Data items:
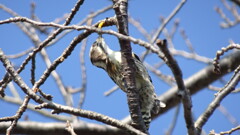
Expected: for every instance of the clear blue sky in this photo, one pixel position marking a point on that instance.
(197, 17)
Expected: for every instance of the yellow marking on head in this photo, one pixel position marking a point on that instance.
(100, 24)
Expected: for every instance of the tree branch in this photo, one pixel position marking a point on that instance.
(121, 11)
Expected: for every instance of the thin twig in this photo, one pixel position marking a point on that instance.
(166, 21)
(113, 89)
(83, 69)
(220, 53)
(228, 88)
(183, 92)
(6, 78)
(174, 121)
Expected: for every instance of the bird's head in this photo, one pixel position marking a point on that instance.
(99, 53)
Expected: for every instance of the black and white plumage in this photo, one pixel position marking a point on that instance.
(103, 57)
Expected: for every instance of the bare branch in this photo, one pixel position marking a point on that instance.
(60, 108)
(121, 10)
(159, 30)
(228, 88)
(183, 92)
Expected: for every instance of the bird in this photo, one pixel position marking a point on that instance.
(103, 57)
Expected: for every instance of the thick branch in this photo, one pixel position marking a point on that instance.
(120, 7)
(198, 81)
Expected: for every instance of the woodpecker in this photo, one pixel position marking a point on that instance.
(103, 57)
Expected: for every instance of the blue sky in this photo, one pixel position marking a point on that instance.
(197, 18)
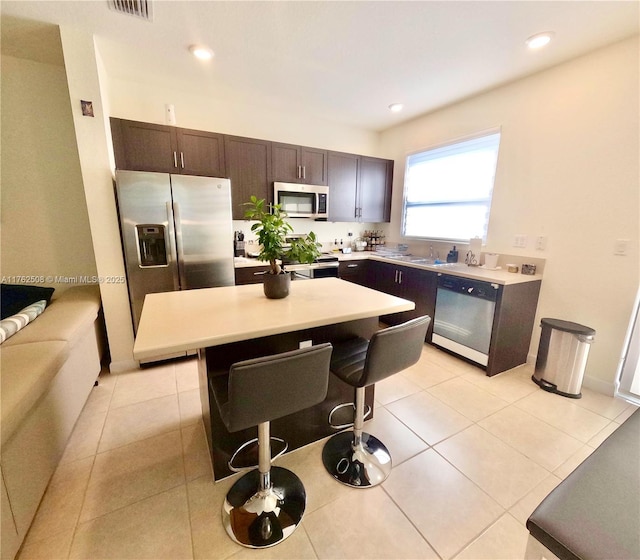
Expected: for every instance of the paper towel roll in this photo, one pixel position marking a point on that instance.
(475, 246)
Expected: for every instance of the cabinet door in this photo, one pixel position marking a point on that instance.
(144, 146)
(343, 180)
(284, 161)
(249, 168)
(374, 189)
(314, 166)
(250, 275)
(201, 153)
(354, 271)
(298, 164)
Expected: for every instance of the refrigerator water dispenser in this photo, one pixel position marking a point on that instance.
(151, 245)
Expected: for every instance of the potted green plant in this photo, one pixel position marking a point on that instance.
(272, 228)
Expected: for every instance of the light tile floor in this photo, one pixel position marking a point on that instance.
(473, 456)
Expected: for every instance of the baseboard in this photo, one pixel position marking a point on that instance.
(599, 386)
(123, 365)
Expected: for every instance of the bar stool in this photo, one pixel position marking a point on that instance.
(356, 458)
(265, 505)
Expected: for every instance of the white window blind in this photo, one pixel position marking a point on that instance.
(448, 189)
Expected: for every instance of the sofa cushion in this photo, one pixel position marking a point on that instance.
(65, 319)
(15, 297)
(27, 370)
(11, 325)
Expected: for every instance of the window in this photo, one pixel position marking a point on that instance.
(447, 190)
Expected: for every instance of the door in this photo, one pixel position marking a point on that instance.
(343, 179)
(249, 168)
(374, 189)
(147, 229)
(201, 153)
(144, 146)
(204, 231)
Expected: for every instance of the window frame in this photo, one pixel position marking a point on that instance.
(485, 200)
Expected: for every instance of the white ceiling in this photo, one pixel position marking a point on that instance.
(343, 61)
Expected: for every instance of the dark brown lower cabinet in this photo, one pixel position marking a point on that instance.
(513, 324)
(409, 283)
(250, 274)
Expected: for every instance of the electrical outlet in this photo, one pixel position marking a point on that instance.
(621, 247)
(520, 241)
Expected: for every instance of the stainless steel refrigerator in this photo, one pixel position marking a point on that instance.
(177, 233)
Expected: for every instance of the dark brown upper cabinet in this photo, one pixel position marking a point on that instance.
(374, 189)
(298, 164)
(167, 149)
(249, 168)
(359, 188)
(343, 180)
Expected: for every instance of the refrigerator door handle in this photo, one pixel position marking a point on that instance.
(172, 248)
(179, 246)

...

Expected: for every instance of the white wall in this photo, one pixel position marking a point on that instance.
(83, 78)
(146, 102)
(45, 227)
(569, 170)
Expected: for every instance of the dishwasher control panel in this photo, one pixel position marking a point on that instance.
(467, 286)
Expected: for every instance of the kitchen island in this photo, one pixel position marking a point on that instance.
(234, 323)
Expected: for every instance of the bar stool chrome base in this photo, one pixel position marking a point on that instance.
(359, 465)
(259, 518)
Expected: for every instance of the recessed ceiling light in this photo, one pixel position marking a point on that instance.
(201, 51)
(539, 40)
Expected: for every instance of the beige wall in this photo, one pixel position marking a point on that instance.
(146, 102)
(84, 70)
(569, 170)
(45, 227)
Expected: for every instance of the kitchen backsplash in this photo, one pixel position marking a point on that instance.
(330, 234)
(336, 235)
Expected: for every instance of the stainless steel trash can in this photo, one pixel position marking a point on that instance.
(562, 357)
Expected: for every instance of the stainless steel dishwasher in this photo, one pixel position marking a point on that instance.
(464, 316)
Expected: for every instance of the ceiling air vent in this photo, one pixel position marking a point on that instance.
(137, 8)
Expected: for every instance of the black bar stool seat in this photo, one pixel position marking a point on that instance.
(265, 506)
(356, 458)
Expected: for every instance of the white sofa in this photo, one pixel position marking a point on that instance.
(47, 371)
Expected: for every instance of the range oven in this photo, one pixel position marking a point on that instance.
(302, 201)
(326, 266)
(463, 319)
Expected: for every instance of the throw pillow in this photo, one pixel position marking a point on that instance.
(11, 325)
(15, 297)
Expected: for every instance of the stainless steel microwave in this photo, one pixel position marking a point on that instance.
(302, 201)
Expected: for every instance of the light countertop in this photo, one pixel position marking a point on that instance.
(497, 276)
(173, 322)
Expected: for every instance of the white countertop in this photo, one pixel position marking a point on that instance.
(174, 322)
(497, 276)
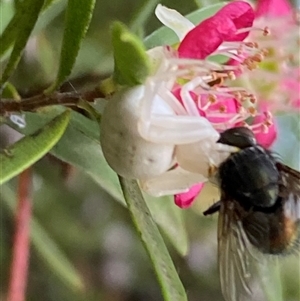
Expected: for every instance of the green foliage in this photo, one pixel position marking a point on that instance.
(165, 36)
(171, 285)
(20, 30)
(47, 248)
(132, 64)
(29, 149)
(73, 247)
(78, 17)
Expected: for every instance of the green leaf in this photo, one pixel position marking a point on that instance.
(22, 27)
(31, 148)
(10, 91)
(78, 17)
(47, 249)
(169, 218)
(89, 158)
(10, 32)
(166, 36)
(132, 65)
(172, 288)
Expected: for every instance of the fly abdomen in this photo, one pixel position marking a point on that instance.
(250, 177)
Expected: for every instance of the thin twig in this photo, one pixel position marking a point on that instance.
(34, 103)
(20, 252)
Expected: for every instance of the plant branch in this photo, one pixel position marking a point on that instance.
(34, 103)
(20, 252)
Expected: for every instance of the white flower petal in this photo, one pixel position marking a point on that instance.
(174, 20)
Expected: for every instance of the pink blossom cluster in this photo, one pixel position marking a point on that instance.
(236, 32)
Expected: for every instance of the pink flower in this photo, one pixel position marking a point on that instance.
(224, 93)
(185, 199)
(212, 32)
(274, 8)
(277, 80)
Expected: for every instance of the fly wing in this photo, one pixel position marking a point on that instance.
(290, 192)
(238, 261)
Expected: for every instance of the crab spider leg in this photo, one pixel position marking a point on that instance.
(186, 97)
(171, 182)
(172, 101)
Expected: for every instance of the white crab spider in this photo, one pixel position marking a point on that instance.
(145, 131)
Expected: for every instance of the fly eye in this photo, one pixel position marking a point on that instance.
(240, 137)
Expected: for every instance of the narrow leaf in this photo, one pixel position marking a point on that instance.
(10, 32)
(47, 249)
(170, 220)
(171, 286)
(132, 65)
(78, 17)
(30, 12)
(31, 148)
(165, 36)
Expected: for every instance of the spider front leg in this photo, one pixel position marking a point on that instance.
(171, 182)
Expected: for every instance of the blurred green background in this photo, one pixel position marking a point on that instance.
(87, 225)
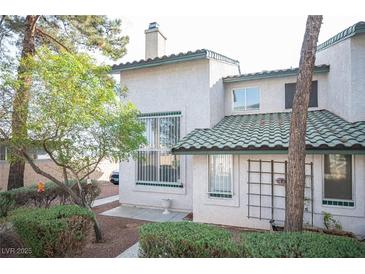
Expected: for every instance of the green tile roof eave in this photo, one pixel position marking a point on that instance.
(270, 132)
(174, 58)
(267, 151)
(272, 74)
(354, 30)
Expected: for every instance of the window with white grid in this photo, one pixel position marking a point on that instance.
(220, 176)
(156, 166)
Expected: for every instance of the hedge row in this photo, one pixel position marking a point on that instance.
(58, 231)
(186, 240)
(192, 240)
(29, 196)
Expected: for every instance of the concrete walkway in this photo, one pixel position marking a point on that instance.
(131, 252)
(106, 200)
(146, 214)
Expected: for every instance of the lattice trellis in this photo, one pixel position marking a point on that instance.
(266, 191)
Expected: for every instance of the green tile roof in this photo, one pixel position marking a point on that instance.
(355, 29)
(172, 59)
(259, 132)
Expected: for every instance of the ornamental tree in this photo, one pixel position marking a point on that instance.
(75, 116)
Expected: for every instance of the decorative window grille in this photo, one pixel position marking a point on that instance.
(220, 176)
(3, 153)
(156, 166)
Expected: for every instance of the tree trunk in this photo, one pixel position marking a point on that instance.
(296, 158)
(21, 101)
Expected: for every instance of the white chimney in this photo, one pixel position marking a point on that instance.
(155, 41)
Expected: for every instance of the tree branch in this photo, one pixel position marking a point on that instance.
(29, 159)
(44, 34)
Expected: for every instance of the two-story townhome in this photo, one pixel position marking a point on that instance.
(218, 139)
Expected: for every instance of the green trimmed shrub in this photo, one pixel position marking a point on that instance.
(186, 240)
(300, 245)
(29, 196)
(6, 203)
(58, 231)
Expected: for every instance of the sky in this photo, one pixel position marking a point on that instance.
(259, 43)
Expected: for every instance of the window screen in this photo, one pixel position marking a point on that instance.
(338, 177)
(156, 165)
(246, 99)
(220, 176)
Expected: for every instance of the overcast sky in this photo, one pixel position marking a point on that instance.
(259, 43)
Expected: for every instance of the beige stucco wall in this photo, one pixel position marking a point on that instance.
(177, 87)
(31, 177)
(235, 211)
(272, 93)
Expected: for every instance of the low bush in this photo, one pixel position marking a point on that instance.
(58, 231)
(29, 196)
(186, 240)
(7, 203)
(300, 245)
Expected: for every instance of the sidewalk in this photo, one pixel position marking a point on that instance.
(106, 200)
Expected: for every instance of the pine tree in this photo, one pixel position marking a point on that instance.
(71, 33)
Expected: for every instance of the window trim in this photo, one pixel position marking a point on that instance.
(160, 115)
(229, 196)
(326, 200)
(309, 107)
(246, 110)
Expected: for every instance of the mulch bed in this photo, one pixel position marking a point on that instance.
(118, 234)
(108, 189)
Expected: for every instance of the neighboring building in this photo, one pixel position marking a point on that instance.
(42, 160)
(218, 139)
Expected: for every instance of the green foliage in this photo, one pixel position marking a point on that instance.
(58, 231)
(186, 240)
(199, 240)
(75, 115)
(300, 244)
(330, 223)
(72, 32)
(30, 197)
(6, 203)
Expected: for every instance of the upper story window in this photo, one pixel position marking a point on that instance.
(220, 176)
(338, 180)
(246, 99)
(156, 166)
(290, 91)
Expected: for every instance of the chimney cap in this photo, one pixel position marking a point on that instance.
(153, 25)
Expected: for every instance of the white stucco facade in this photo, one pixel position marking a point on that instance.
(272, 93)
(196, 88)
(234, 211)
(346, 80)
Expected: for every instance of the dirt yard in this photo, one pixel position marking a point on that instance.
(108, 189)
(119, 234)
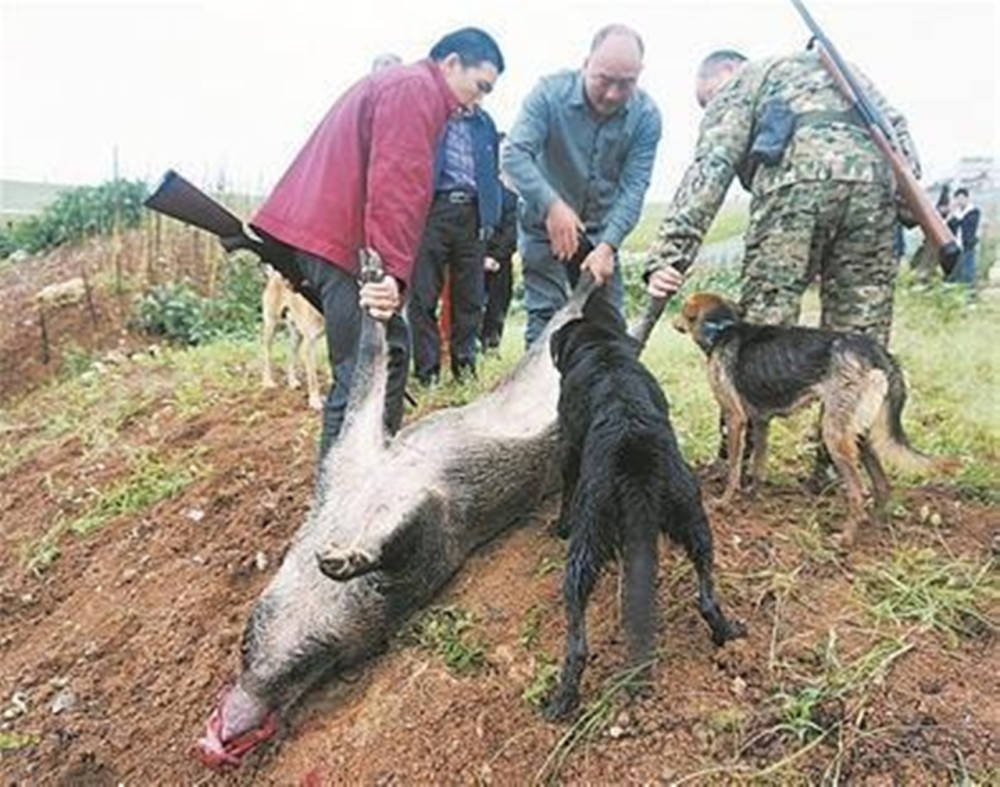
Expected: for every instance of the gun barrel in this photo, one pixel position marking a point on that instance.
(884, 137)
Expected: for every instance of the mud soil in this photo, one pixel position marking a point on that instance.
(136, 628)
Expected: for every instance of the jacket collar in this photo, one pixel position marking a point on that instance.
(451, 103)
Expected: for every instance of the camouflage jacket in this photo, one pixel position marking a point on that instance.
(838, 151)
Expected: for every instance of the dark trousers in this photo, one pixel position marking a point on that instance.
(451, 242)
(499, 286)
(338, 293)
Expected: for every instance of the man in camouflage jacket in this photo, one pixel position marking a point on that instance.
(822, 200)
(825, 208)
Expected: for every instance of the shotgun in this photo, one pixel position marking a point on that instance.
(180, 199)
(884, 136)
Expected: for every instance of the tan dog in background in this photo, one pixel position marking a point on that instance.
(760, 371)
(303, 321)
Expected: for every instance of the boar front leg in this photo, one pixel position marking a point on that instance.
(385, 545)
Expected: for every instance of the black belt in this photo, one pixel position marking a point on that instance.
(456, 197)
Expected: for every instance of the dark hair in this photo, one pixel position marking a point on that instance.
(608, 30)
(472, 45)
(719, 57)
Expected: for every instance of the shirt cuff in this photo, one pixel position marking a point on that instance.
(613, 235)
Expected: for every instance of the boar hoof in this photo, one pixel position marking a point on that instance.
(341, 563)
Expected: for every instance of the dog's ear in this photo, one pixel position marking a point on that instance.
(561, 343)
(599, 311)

--

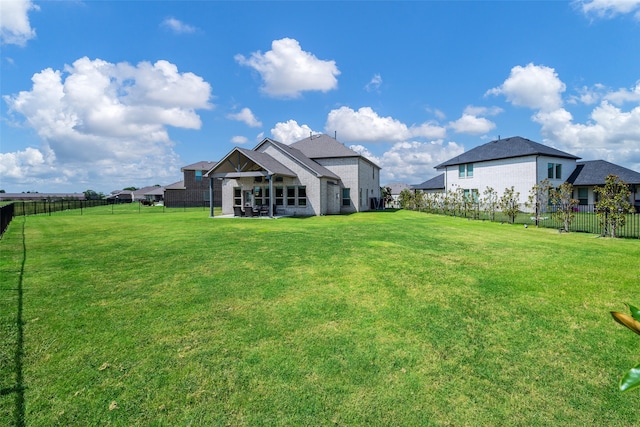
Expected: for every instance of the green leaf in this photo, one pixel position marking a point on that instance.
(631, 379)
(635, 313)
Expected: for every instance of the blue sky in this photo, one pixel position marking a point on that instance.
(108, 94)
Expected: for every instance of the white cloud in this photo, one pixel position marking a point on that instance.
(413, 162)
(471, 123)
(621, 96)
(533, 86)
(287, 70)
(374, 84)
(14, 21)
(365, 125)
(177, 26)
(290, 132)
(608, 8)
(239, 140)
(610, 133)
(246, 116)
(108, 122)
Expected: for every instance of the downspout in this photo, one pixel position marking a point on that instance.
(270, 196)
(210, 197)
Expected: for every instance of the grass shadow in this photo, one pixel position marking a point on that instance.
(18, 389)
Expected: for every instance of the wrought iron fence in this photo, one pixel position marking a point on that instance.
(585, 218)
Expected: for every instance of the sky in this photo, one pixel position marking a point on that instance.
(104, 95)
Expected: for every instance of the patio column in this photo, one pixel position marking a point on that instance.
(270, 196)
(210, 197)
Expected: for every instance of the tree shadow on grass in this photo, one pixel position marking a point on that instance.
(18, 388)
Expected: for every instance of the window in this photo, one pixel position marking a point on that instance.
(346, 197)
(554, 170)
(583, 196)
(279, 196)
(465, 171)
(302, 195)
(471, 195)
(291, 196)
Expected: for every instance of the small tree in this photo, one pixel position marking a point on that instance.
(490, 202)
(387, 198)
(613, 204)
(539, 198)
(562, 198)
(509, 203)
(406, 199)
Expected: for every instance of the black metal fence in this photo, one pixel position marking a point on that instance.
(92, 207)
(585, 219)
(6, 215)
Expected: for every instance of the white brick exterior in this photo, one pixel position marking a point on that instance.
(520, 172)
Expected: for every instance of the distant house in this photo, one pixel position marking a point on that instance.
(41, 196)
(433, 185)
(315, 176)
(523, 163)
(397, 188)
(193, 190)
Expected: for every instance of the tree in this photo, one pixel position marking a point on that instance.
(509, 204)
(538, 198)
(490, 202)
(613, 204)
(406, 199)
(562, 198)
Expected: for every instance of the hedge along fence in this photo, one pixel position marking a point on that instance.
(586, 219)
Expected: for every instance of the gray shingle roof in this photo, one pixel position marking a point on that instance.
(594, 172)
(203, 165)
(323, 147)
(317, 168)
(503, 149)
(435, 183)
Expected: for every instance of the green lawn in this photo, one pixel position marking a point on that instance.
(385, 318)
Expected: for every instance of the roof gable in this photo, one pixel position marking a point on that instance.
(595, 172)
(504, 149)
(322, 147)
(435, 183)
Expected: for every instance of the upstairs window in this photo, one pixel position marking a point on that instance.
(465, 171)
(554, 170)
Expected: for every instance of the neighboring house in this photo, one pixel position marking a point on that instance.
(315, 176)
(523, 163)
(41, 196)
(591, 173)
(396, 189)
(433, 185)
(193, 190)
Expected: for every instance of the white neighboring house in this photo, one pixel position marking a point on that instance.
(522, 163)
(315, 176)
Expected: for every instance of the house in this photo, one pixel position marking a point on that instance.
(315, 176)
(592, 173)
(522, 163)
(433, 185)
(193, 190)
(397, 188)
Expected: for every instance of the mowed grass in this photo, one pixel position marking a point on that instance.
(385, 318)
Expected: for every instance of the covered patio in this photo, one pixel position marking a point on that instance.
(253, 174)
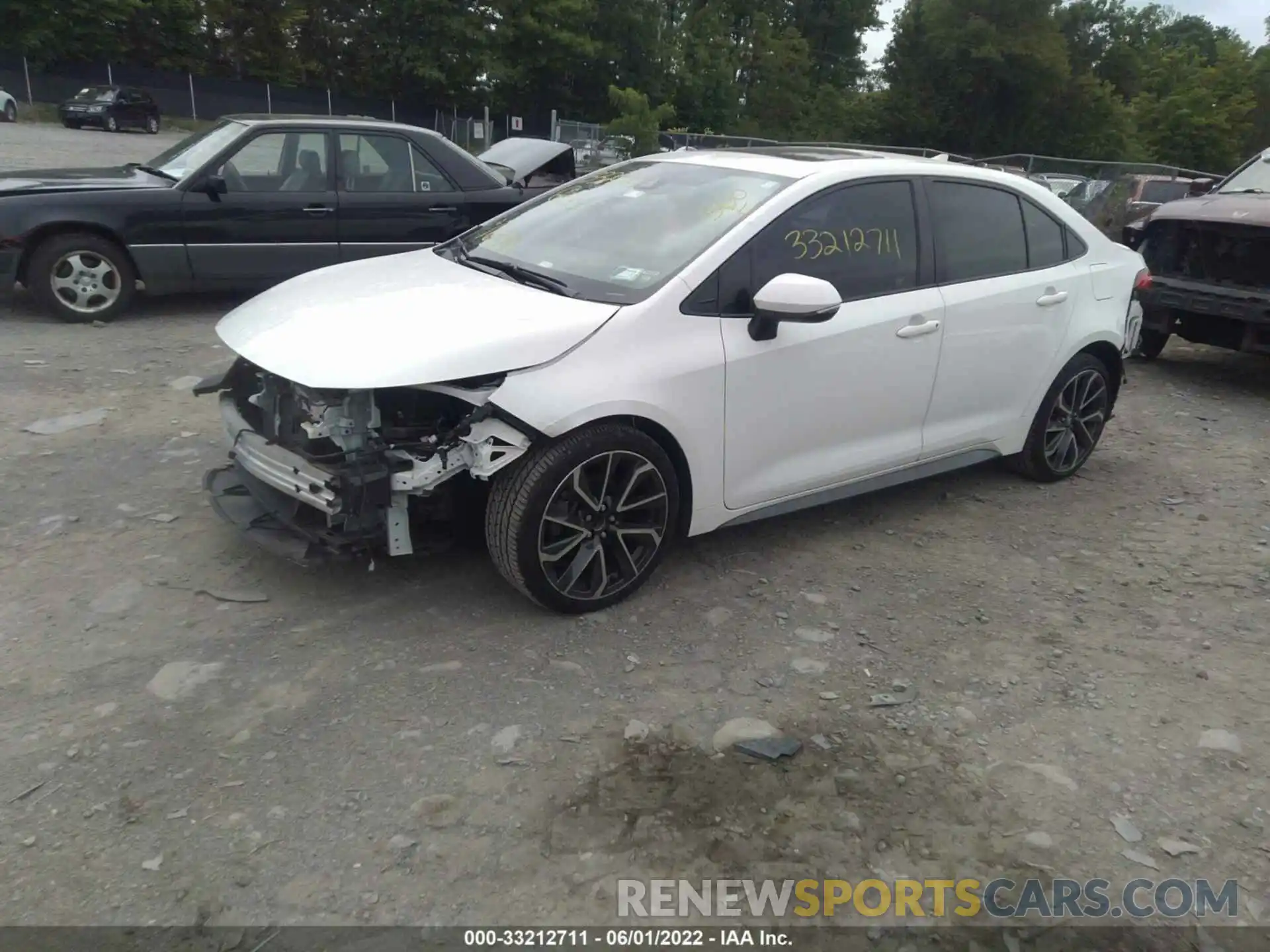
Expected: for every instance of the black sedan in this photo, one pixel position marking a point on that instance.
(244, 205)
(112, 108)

WHAT IS EXPECTED:
Count the lines in the items above that contain the string "roof", treating uppercase and lowercase as distinct, and reply with the number alone.

SOLUTION FOR THIS TASK:
4